_The exercise_.
In the listing below, report every line that contains the string "Find", matching case exactly.

[Boundary labeling listing]
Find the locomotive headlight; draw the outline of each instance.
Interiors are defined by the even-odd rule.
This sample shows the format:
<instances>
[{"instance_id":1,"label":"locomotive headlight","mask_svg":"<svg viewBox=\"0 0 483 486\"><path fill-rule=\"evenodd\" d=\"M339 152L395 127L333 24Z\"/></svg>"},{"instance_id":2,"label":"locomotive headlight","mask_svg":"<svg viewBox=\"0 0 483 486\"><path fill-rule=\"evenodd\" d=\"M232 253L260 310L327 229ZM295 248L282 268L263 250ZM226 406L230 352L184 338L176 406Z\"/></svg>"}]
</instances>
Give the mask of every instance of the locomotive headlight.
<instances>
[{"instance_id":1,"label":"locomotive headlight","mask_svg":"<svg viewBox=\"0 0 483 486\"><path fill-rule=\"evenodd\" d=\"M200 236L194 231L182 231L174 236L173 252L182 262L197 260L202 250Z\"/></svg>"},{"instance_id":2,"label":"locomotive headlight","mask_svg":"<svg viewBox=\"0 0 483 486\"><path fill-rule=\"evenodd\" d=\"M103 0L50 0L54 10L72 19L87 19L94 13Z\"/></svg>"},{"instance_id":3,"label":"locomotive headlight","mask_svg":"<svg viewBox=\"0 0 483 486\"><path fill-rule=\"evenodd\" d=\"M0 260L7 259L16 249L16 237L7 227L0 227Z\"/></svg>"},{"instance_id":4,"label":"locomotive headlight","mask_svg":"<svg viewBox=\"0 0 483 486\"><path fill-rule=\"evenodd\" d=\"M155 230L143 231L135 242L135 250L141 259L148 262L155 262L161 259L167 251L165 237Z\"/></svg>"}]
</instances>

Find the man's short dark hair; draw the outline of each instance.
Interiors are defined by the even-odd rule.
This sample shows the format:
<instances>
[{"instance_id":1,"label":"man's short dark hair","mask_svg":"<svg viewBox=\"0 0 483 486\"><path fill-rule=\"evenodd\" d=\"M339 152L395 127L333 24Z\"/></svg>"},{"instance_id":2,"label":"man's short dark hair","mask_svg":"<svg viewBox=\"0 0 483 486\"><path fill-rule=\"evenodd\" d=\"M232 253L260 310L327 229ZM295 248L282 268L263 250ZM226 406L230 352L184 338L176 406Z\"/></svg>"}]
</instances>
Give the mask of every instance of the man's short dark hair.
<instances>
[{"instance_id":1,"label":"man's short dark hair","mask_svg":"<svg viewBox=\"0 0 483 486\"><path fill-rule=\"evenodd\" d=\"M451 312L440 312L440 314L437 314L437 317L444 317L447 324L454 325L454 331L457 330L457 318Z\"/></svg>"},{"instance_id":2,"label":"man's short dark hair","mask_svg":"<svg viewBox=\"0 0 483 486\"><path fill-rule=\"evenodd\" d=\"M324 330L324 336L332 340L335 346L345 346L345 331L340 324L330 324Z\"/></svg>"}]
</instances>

_Worked answer_.
Find the locomotive headlight; draw the outline of each instance.
Find the man's short dark hair; draw the outline of each instance.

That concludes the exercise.